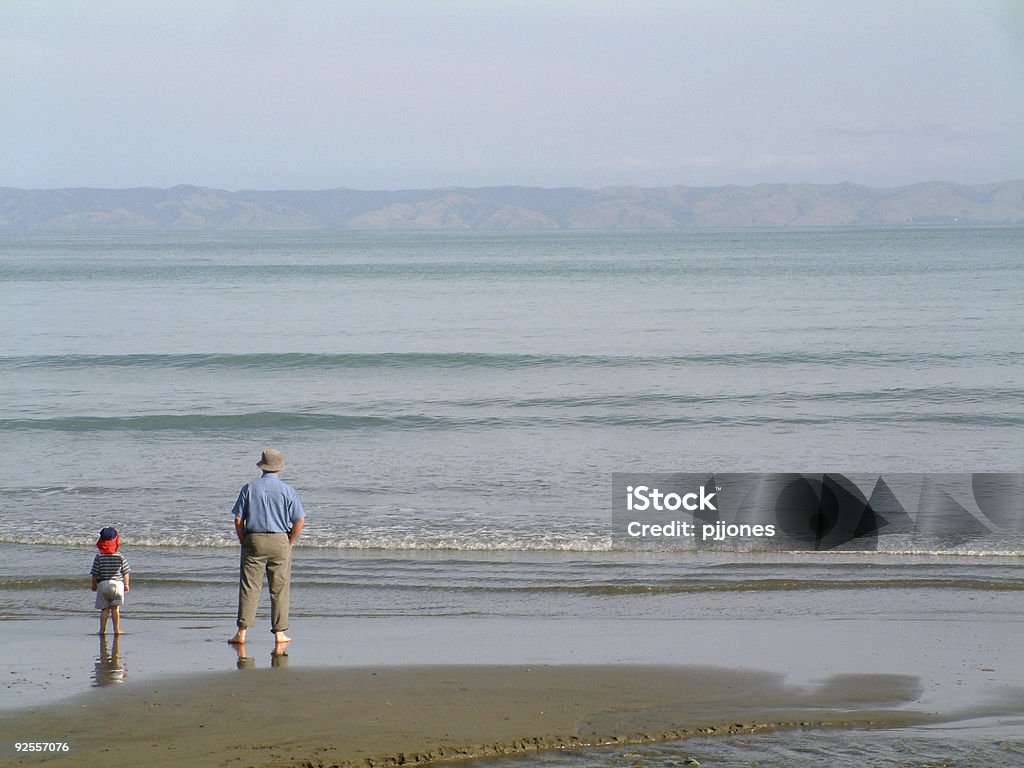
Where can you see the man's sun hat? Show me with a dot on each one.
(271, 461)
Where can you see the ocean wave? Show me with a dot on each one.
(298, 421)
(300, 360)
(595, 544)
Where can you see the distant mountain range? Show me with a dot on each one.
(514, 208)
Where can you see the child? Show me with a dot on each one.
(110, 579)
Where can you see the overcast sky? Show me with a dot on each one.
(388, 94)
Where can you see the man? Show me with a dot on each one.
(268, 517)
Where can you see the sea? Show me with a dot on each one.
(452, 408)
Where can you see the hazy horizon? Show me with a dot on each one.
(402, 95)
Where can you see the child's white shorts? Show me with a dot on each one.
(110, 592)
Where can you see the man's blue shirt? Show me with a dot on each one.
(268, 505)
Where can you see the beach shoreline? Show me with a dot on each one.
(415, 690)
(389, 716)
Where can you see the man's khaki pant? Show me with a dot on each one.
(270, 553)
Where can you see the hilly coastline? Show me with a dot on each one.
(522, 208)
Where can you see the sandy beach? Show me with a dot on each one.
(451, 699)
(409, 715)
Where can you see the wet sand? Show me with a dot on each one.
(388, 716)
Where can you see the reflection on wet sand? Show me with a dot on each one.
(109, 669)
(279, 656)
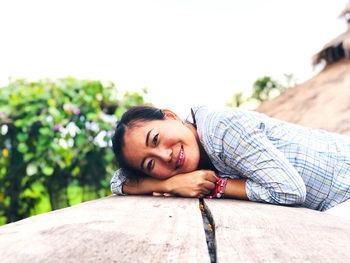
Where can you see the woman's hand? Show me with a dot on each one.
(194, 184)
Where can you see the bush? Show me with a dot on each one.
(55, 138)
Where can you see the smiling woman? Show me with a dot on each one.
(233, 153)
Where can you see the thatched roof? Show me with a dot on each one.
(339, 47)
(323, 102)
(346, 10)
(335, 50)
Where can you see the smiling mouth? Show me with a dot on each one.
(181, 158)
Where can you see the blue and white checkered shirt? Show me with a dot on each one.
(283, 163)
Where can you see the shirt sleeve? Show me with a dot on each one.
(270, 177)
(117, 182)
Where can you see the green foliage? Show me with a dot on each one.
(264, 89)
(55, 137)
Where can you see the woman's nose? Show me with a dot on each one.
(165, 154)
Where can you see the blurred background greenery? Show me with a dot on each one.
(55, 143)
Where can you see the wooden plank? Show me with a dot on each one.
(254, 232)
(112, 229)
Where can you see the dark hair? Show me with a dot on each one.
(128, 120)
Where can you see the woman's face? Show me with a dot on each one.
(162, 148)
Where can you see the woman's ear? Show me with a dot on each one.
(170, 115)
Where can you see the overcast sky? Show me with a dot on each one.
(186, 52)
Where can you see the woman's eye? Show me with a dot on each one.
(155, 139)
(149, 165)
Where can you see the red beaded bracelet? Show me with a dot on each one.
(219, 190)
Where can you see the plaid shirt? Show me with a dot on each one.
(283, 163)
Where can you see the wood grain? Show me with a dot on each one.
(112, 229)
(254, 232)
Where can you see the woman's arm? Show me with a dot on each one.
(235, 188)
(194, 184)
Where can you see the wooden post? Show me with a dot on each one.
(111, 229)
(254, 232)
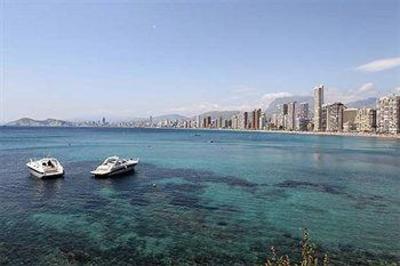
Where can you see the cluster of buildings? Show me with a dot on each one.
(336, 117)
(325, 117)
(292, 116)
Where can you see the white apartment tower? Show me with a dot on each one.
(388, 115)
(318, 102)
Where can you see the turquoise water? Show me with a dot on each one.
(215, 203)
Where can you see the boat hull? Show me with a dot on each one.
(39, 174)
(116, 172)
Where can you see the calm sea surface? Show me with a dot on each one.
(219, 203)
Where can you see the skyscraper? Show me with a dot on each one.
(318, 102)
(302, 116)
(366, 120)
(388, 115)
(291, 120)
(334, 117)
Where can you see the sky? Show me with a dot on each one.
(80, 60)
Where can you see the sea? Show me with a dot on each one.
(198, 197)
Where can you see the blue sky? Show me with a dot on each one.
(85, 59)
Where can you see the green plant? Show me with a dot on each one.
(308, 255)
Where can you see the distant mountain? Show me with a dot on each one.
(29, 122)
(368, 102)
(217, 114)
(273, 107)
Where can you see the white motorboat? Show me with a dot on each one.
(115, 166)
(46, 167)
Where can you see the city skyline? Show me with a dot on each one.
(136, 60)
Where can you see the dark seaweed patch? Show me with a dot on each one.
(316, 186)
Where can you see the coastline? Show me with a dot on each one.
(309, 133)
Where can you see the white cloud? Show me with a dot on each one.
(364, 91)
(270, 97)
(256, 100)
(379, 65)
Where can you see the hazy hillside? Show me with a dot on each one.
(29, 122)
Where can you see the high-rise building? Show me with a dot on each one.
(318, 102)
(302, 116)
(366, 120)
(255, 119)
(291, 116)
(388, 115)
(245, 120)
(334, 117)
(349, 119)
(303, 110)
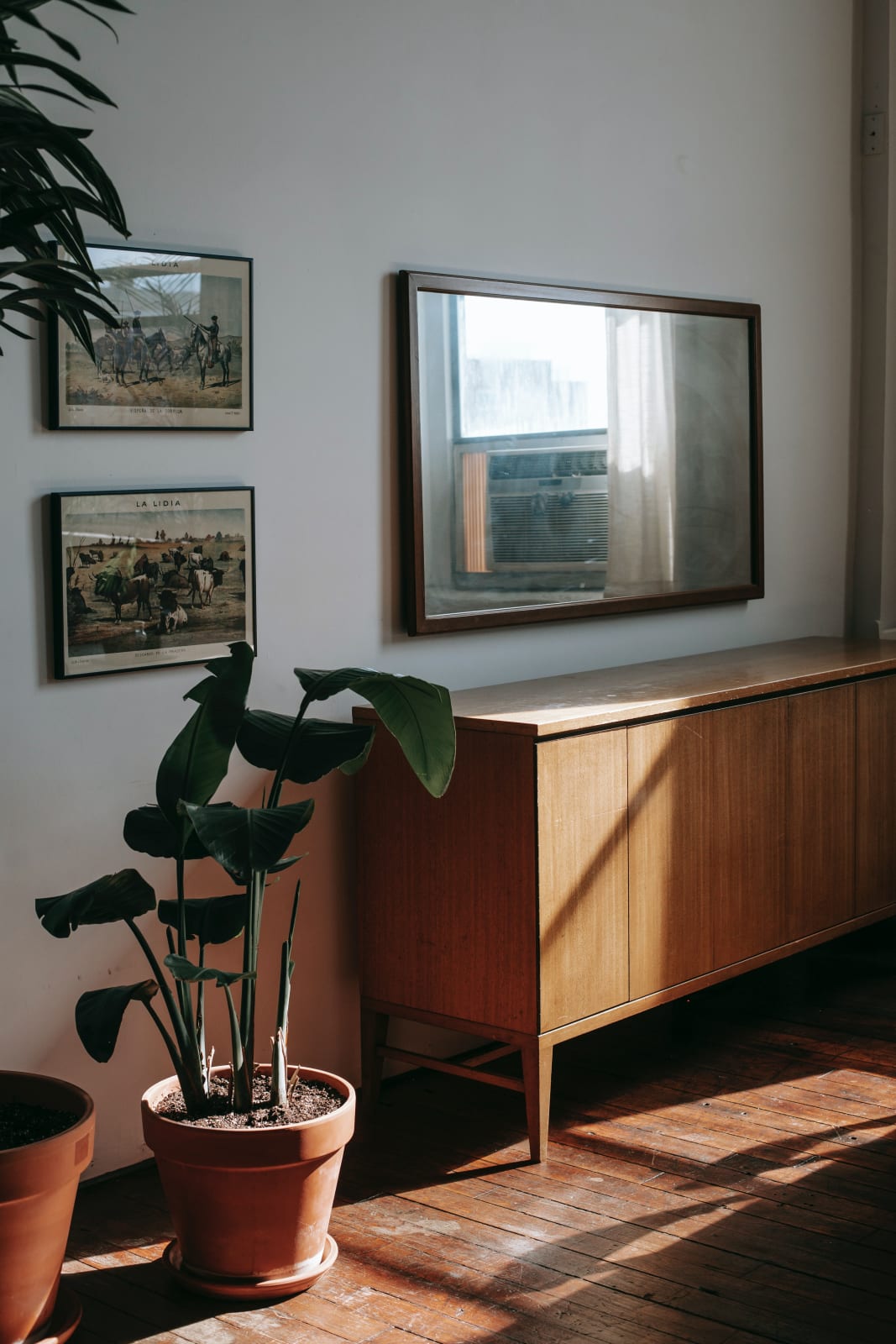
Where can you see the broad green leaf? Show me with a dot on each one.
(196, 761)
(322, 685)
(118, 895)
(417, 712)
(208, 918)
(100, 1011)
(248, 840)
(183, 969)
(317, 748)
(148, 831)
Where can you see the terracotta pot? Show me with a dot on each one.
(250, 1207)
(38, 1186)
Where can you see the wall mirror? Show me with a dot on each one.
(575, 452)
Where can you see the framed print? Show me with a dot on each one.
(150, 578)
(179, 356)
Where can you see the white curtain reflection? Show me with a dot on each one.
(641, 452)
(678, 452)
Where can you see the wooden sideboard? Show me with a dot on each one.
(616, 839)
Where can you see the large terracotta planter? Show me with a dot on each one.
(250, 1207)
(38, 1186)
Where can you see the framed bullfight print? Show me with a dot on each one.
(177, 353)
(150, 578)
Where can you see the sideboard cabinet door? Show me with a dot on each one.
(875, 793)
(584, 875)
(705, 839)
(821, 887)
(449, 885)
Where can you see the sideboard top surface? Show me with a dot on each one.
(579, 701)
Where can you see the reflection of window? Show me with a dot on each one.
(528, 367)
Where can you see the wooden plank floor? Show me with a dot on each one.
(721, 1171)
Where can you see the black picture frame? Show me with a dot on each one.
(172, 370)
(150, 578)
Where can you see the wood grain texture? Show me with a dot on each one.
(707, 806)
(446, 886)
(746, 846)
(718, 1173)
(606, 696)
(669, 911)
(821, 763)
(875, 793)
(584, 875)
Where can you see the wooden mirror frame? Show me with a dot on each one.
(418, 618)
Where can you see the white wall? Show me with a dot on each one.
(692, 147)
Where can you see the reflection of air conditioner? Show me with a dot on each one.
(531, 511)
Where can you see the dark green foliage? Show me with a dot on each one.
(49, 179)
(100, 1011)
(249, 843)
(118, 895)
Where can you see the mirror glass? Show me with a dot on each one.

______

The request.
Return each line from the material above exactly, but not the pictures.

Result of the exercise.
Where can you see the man's sun hat? Show me with a dot on each one.
(271, 461)
Where can you see the ocean wave? Show me with a dot on each one.
(298, 421)
(300, 360)
(595, 544)
Where can you see the distant mountain range? Show me with a dot on each one.
(514, 208)
Where can you see the child? Show me with a dot on each one.
(110, 579)
Where can you see the overcast sky? Show me with a dot on each one.
(388, 94)
Where can you see the man? Show me with a dot on each one.
(268, 517)
Where can you see the sea? Show me with a dot on each one.
(452, 408)
Where can you see the hazy horizon? Show me with a dot on each one.
(402, 95)
Where can you see the child's white shorts? Show me with a dot on each one.
(110, 592)
Where can you see the man's blue shirt? Show me with a dot on each one.
(268, 505)
Where can you see the beach shoreline? Show me with a dot on each one.
(415, 690)
(389, 716)
Where can you see the man's khaki pant? Show me with a dot on each one.
(270, 553)
Where can you see the hilly coastline? Show me with a dot on each one.
(522, 208)
Where can you see the sandy beach? Show me with a dot on each one.
(451, 699)
(409, 715)
Where can you see the wet sand? Show me with a dot on each one.
(388, 716)
Where can you see the reflection on wet sand? Show me with a dot on each one.
(109, 669)
(279, 656)
Where can you see the woman's hand? Show me with a dot on each one.
(194, 184)
Where can you see the bush? Show me with a dot on each one.
(55, 138)
Where can you see the smiling woman? Show me with a dot on each one.
(233, 153)
Where can you see the thatched roof? Show me with a dot on each one.
(339, 47)
(323, 102)
(346, 10)
(335, 50)
Where can you see the smiling mouth? Show me with a dot on each one.
(181, 158)
Where can you see the blue and white checkered shirt? Show me with a dot on each one.
(283, 163)
Where can you see the shirt sleeve? Show me with a dot on each one.
(270, 177)
(117, 182)
Where can you see the green foliage? Show me with a dot on each one.
(264, 89)
(55, 137)
Where can you see the woman's nose? Show me with a dot on each one.
(165, 154)
Where can you see the blurred background greenery? Show me with a dot on each one.
(55, 143)
Where can you see the wooden plank? Show me with a dot on each one.
(254, 232)
(112, 229)
Where can you see the dark hair? Show me with a dot on each one.
(128, 120)
Where can you see the woman's face? Show me with a dot on each one.
(162, 148)
Where can you see the woman's ear? Show me with a dot on each one.
(170, 115)
Where can you see the overcast sky? Show me with a dot on each one.
(186, 52)
Where can you see the woman's eye? Show me with a dot on each one.
(155, 139)
(149, 165)
Where can you see the red beaded bracelet? Show me with a dot on each one.
(219, 190)
Where can you see the plaid shirt? Show me with a dot on each one.
(283, 163)
Where can you see the wood grain? Show me with a dot on each one.
(112, 229)
(254, 232)
Where can you see the woman's arm? Show me with a dot on each one.
(235, 188)
(194, 184)
Where can you see the wooden post? Show me with a dot on each one.
(111, 229)
(254, 232)
Where can you see the cluster of buildings? Show me with a dot on each one.
(336, 117)
(325, 117)
(292, 116)
Where can you see the white apartment tower? Show me with a dot on each one.
(388, 115)
(318, 102)
Where can you see the turquoise water? Show me with a dot on each one.
(215, 203)
Where can you see the boat hull? Show me with a dot on each one.
(39, 174)
(116, 172)
Where can you see the calm sea surface? Show me with a dot on each one.
(219, 203)
Where can you see the skyscraper? Show me with a dot on each one.
(318, 102)
(302, 116)
(366, 120)
(388, 115)
(291, 120)
(334, 117)
Where can you see the sky? Show me with a dot on each one.
(80, 60)
Where can you see the sea? Show me with a dot on each one.
(198, 197)
Where can you see the blue sky? Show me with a dot on each one.
(85, 59)
Where can you see the green plant? Show me with a dot on each one.
(308, 255)
Where can you see the distant mountain? Show me with a dot on each one.
(29, 122)
(368, 102)
(217, 114)
(273, 107)
Where can you see the white motorboat? Show me with a dot on each one.
(115, 166)
(46, 167)
Where can you see the city skyline? Show me with a dot on each one.
(136, 60)
Where can you see the dark seaweed patch? Show me with a dot on each one.
(316, 186)
Where can you see the coastline? Show me with a dot on each one.
(309, 133)
Where can you see the white cloud? Show me with a dot on each one.
(364, 91)
(270, 97)
(256, 100)
(379, 65)
Where can you see the hazy hillside? Show me with a dot on each one.
(29, 122)
Where can you see the high-rise building? Show me with a dot on each one.
(318, 102)
(302, 116)
(366, 120)
(255, 119)
(291, 116)
(388, 115)
(245, 120)
(334, 117)
(349, 119)
(303, 110)
Where can you see the broad green leaf? Show me with a dot on each one.
(196, 761)
(322, 685)
(118, 895)
(417, 712)
(208, 918)
(100, 1011)
(248, 840)
(183, 969)
(317, 748)
(148, 831)
Where can you see the terracotta pot? Show me with a dot on each one.
(250, 1207)
(38, 1186)
Where can you see the wall mirror? Show me with a dot on each one.
(575, 452)
Where can you see the framed print? Show me with a dot on each one.
(150, 578)
(179, 356)
Where can you see the white curtain reflection? Show me with a dot on each one.
(641, 452)
(678, 452)
Where can you see the wooden sideboard? Show me with a dot on each one.
(616, 839)
Where can you see the large terracotta planter? Show me with a dot on each one.
(250, 1207)
(38, 1186)
Where can you see the framed bullfight print? Show me with a dot on each one.
(177, 353)
(150, 578)
Where can you see the sideboard cabinet door? Show me with a dot on each one.
(875, 793)
(584, 875)
(705, 839)
(821, 887)
(449, 885)
Where can you see the sideboard top surface? Show me with a dot on each one.
(579, 701)
Where can you see the reflection of window? Show me with a dot on each one.
(528, 367)
Where can you see the wooden plank floor? Show me with a dot on each one.
(721, 1171)
Where can you see the black picture frame? Show me with a dot on each one.
(172, 370)
(150, 578)
Where can you see the wood grain texture? Show me with a dot on each one.
(707, 806)
(446, 886)
(746, 846)
(718, 1173)
(606, 696)
(669, 911)
(821, 763)
(875, 793)
(584, 875)
Where can you see the wooden mirror frame? Show me with a dot on each one.
(418, 618)
Where can you see the white wall? Show me with a dot on each one.
(692, 147)
Where can you see the reflection of air conditioner? Show me with a dot on each one.
(531, 511)
Where can you see the dark green foliage? Show me with a dot on each one.
(49, 179)
(100, 1011)
(249, 843)
(118, 895)
Where can you see the mirror glass? Show me with a dot on each one.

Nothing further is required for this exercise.